• **Task instructions**
Once the line with "In this photo, point at the black curtain, one" is found, return it along with every line after it, exactly, through the end of the material.

• **Record set**
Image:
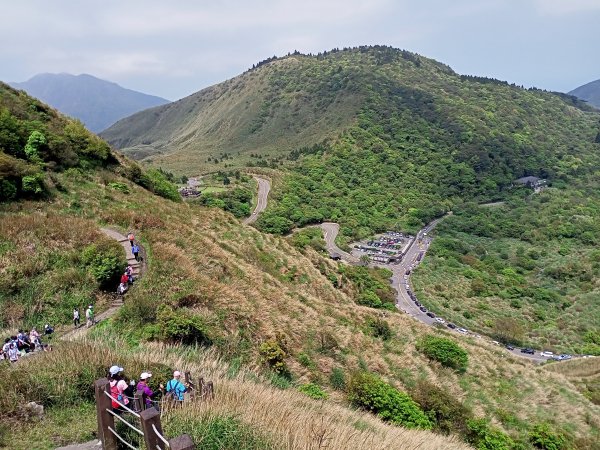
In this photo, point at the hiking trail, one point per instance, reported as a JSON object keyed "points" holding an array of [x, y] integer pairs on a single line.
{"points": [[138, 270]]}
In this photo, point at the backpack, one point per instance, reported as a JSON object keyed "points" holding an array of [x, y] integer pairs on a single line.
{"points": [[172, 393]]}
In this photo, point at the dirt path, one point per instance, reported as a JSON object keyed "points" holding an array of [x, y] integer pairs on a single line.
{"points": [[138, 271], [264, 186]]}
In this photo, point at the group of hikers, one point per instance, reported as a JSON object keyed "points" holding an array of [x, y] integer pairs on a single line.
{"points": [[22, 343], [122, 392], [127, 277]]}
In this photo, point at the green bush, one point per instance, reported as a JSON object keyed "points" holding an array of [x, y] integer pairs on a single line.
{"points": [[446, 412], [368, 391], [337, 378], [445, 351], [485, 437], [272, 354], [380, 328], [106, 262], [542, 436], [181, 326], [313, 391]]}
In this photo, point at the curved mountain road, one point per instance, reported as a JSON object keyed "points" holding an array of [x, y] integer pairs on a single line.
{"points": [[400, 272], [264, 186]]}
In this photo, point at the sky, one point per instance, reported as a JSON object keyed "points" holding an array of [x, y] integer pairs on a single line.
{"points": [[175, 48]]}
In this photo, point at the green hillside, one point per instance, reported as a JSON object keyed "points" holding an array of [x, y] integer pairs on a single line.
{"points": [[589, 92], [272, 321]]}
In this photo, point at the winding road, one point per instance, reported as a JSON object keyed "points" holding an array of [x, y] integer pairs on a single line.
{"points": [[401, 272], [264, 186]]}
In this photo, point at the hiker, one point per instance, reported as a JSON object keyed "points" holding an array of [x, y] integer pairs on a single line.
{"points": [[89, 316], [76, 320], [175, 387], [148, 394], [135, 250], [129, 272], [48, 330], [13, 353], [121, 289]]}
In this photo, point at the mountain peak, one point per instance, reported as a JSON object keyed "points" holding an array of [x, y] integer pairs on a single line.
{"points": [[96, 102]]}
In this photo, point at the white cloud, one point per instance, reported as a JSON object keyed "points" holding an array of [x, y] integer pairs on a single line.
{"points": [[563, 7]]}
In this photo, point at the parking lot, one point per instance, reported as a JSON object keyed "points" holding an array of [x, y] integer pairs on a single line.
{"points": [[386, 248]]}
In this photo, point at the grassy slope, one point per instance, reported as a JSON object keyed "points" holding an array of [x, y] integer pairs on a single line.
{"points": [[244, 286], [251, 112]]}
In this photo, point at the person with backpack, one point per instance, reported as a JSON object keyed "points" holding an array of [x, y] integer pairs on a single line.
{"points": [[135, 250], [13, 353], [89, 316], [147, 393], [175, 388]]}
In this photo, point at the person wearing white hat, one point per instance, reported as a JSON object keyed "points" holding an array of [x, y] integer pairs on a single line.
{"points": [[175, 387]]}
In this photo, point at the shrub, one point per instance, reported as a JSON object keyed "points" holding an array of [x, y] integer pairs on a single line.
{"points": [[181, 326], [313, 391], [380, 328], [338, 378], [272, 354], [485, 437], [445, 351], [542, 436], [447, 413], [368, 391], [105, 261]]}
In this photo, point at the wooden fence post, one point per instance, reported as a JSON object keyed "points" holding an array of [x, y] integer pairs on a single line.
{"points": [[138, 401], [183, 442], [105, 420], [150, 417]]}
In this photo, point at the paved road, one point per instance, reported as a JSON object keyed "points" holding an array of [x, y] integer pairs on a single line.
{"points": [[401, 279], [264, 186]]}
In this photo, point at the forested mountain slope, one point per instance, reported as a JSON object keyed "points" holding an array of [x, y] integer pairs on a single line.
{"points": [[589, 92], [273, 305], [97, 103]]}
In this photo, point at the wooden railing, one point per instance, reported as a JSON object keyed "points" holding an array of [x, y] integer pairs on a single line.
{"points": [[148, 420]]}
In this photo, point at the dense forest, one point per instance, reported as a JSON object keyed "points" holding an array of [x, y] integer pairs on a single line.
{"points": [[424, 140]]}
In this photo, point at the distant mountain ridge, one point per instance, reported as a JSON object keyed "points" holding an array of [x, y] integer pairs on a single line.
{"points": [[589, 92], [97, 103]]}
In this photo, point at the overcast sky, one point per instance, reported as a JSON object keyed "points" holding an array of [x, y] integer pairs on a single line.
{"points": [[174, 48]]}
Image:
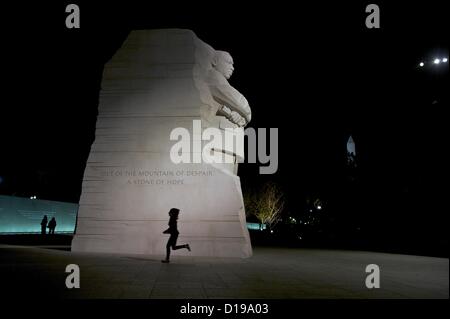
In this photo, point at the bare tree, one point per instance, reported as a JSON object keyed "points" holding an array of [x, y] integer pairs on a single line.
{"points": [[266, 205]]}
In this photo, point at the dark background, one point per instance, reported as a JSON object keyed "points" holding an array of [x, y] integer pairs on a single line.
{"points": [[313, 70]]}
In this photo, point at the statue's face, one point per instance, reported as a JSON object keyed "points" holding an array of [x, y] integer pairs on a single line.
{"points": [[224, 64]]}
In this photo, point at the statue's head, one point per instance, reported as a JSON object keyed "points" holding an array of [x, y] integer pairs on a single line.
{"points": [[174, 212], [223, 63]]}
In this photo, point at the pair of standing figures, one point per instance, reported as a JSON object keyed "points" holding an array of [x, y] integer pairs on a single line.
{"points": [[173, 231]]}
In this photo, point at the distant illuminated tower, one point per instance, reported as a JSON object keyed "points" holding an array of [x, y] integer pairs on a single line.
{"points": [[351, 152]]}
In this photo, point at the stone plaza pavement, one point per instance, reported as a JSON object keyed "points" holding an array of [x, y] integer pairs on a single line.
{"points": [[276, 273]]}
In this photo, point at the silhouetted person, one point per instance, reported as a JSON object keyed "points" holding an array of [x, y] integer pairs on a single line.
{"points": [[173, 231], [44, 225], [52, 226]]}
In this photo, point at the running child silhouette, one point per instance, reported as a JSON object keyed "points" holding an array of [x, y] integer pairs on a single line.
{"points": [[173, 231]]}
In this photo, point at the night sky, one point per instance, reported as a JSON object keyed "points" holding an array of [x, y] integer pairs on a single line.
{"points": [[312, 70]]}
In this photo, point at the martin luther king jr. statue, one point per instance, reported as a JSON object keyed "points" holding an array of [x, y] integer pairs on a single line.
{"points": [[158, 81], [234, 105]]}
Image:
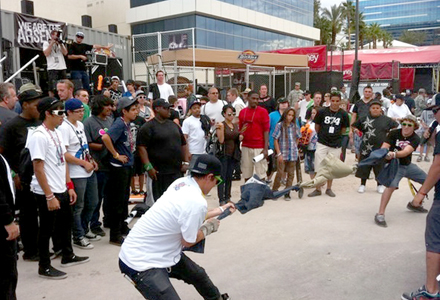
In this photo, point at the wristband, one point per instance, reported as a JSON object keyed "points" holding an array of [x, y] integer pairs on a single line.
{"points": [[70, 185]]}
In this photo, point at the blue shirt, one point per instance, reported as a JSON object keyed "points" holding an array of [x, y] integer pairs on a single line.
{"points": [[123, 141], [274, 118]]}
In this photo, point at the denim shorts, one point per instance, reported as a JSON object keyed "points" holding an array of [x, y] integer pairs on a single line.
{"points": [[432, 232], [410, 171]]}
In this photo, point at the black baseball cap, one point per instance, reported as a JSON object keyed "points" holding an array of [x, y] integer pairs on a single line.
{"points": [[161, 103], [206, 164]]}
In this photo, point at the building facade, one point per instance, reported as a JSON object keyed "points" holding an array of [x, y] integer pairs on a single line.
{"points": [[396, 16], [259, 25]]}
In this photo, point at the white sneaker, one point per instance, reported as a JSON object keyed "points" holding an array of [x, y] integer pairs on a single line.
{"points": [[380, 189], [361, 189]]}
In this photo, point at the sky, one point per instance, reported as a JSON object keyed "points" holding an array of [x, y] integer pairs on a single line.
{"points": [[328, 3]]}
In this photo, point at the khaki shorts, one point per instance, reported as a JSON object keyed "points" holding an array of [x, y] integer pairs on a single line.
{"points": [[322, 151], [247, 165]]}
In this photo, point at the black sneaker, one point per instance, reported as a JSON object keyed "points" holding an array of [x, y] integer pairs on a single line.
{"points": [[74, 260], [380, 220], [98, 231], [51, 273], [419, 209]]}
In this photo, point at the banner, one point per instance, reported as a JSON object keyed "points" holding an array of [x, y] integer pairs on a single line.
{"points": [[316, 55], [31, 32]]}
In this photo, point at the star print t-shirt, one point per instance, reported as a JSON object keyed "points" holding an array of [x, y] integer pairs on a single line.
{"points": [[374, 131], [399, 142]]}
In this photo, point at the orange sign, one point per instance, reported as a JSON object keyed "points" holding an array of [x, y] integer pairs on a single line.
{"points": [[248, 57]]}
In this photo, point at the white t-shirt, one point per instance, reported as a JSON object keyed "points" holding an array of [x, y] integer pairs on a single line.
{"points": [[156, 239], [214, 110], [55, 61], [165, 90], [50, 149], [196, 136], [73, 140]]}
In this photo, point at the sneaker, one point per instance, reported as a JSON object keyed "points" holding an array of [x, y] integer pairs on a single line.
{"points": [[380, 189], [420, 294], [419, 209], [83, 243], [315, 193], [98, 231], [92, 236], [380, 220], [361, 189], [330, 193], [117, 241], [74, 260], [55, 254], [51, 273]]}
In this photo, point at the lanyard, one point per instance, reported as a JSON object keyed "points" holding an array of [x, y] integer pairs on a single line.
{"points": [[57, 145]]}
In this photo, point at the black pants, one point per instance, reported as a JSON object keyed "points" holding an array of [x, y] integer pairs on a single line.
{"points": [[117, 196], [154, 284], [27, 204], [56, 222], [8, 267], [163, 182], [224, 189]]}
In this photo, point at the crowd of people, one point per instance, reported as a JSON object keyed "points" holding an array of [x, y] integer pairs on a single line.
{"points": [[68, 159]]}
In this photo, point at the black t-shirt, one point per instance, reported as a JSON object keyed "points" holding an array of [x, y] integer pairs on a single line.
{"points": [[375, 131], [164, 143], [78, 49], [268, 103], [397, 141], [436, 152], [362, 109], [331, 124], [13, 137]]}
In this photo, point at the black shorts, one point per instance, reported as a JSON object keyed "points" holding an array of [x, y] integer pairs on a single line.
{"points": [[432, 232]]}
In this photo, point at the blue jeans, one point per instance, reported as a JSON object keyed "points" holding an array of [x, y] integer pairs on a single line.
{"points": [[102, 178], [154, 284], [84, 77], [87, 199]]}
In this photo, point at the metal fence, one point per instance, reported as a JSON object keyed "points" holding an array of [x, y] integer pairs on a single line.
{"points": [[151, 54]]}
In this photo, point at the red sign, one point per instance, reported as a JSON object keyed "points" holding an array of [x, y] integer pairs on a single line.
{"points": [[248, 57], [315, 54]]}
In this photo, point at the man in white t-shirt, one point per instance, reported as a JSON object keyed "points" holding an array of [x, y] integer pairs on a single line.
{"points": [[152, 252], [52, 188], [193, 132], [55, 50], [213, 109], [81, 171], [161, 89]]}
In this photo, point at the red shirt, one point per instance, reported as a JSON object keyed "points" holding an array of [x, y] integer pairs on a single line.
{"points": [[253, 123]]}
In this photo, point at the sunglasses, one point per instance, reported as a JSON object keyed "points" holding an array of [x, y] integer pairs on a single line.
{"points": [[219, 179], [59, 112]]}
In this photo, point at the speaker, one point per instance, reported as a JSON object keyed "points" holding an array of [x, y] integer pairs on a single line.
{"points": [[356, 77], [113, 28], [86, 21], [27, 7]]}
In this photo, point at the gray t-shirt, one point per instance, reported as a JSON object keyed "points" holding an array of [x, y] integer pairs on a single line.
{"points": [[95, 128]]}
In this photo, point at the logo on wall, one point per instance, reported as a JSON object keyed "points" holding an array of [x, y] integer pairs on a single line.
{"points": [[248, 57]]}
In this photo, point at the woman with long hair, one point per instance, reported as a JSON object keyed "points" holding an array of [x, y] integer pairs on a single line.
{"points": [[285, 141]]}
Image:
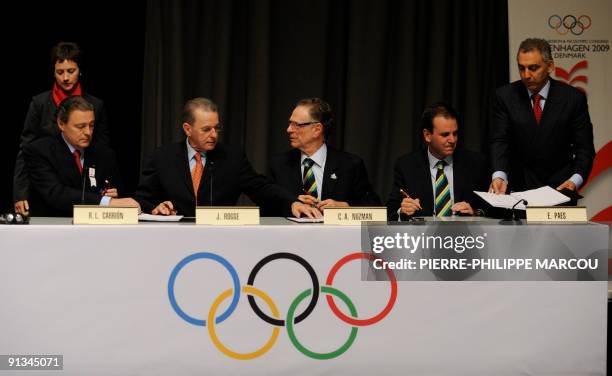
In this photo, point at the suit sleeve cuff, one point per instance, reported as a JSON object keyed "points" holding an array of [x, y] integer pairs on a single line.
{"points": [[577, 179], [501, 175], [105, 201]]}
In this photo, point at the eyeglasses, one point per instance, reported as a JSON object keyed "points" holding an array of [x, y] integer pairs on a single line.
{"points": [[218, 128], [293, 124]]}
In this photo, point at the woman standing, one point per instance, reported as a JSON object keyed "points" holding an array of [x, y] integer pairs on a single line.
{"points": [[41, 120]]}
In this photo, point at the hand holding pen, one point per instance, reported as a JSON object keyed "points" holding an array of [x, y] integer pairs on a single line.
{"points": [[108, 190], [308, 199], [409, 205]]}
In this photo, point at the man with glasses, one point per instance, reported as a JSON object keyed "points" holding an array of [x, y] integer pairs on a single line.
{"points": [[314, 172], [440, 179], [541, 132], [200, 171]]}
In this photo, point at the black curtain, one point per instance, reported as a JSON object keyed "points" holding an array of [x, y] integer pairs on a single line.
{"points": [[378, 63]]}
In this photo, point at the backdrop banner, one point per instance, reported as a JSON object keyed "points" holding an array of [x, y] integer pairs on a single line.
{"points": [[579, 33]]}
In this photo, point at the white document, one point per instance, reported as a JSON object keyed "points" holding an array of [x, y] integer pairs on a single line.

• **Exercise output**
In this photo, point at the black curtain, one point per instance, reported as a JSON object keyed "points" holding an array of [x, y] integer pairs on a single line.
{"points": [[378, 63]]}
In this photo, point at the backdrop banner, one point per instance, reported as a JSON object keyed "points" holding an array of [x, y] integer pairs on a single line.
{"points": [[579, 33]]}
In this photo, point at the white document, one point per instance, reported as a JSON object keyed "points" holding an array of [x, y] integer pairs on a single line.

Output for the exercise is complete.